Texte choisi:

Attaquer, utiliser un pouvoir... et le déplacement ? C'est là une des plus grandes bizarreries du jeu. En effet, de manière générale, dans un jeu de stratégie au tour par tour, le joueur gère ses combattants l'un après l'autre : il en sélectionne un, le déplace, attaque puis passe au suivant. Chacun dispose en outre d'une portée de déplacement spécifique. Dans Mario + Rabbids - Sparks of Hope, en revanche, les déplacements sont un fouillis tel que je n'en avais jamais vu ailleurs, alors que j'ai déjà joué à énormément de jeux du genre. En effet, exit le système de cases du premier opus ou même la notion de tour : chaque héros dispose d'une aire de déplacement, symbolisée par un cercle, dans laquelle il peut se déplacer autant qu'il le souhaite tant qu'il n'attaque pas... y compris si on passe au tour d'un autre personnage. Concrètement, il est tout à fait possible de rassembler ses trois personnages afin d'utiliser les compétences de zone, puis de les disperser pour que chacun utilise ses compétences ou son attaque. Pareil pour les sauts d'équipe : le joueur passe son temps à micro-manager le déplacement de chaque personnage pour que chacun puisse sauter et gagner le maximum d'espace. Le saut est d'ailleurs désormais en temps réel, ce qui empêche de clairement voir où on peut aller et ajoute une dimension performative très désagréable.

Je serai direct : le changement du système de déplacement entre Kingdom Battle et Sparks of Hope est un choix de game design aussi incompréhensible que désastreux. Le premier opus était extrêmement lisible alors que le second est beaucoup plus brouillon. Dans ce dernier, le joueur passe son temps à changer de personnage pour exploiter autant que possible les failles fonctionnalités de ce système de déplacement.

Consignes:
1. Répondez à ces questions sur le texte choisi :
(a) Quelle forme symbolise l'aire de déplacement de chaque héros ?
(b) Combien de personnages le joueur peut-il rassembler pour utiliser les compétences de zone ?
(c) Selon l'auteur, comment était le premier opus en matière de lisibilité ?
2. Indiquez combien de lignes de données contiennent la chaîne "blue", en tenant compte de la casse.
Le texte et les lignes n'ont aucun lien entre eux.

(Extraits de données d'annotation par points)
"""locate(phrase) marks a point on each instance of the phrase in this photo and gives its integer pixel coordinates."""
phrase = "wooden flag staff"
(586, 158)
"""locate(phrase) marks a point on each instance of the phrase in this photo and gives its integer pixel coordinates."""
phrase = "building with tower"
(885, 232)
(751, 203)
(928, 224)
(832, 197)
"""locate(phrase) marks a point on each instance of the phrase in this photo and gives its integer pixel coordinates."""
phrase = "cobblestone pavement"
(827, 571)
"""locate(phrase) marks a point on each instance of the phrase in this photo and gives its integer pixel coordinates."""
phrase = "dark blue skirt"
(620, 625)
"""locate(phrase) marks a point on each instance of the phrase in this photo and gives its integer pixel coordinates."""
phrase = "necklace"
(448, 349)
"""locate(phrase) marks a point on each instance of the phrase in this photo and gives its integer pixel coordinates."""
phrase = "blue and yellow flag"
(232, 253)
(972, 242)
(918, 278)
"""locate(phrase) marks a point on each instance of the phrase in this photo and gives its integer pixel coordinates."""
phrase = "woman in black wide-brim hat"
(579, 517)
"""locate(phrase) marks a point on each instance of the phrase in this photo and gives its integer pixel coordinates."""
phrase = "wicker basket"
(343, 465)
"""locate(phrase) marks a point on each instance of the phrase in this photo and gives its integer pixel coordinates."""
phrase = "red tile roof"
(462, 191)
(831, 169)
---
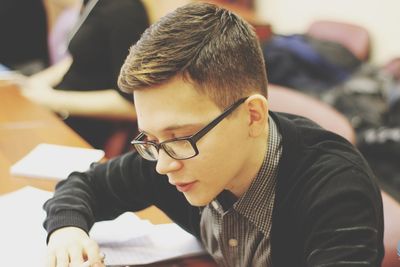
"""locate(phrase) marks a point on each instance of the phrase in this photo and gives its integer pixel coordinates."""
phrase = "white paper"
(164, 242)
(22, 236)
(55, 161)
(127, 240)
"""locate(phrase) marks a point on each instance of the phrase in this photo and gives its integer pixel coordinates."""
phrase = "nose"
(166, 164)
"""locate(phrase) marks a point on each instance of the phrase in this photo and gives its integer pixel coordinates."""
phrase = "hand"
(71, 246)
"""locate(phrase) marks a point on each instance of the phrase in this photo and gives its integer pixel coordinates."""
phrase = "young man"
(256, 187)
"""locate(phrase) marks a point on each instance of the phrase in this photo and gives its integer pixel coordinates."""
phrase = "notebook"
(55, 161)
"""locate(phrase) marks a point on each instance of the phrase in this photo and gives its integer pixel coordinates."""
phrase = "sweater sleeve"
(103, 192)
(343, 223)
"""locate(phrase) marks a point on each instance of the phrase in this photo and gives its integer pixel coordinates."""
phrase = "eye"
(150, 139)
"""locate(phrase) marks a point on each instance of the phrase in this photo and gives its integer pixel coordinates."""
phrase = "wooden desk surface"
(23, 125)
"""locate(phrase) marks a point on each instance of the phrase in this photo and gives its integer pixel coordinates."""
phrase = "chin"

Réponses:
1.
(a) Un cercle.
(b) Trois.
(c) Extrêmement lisible.

2. 2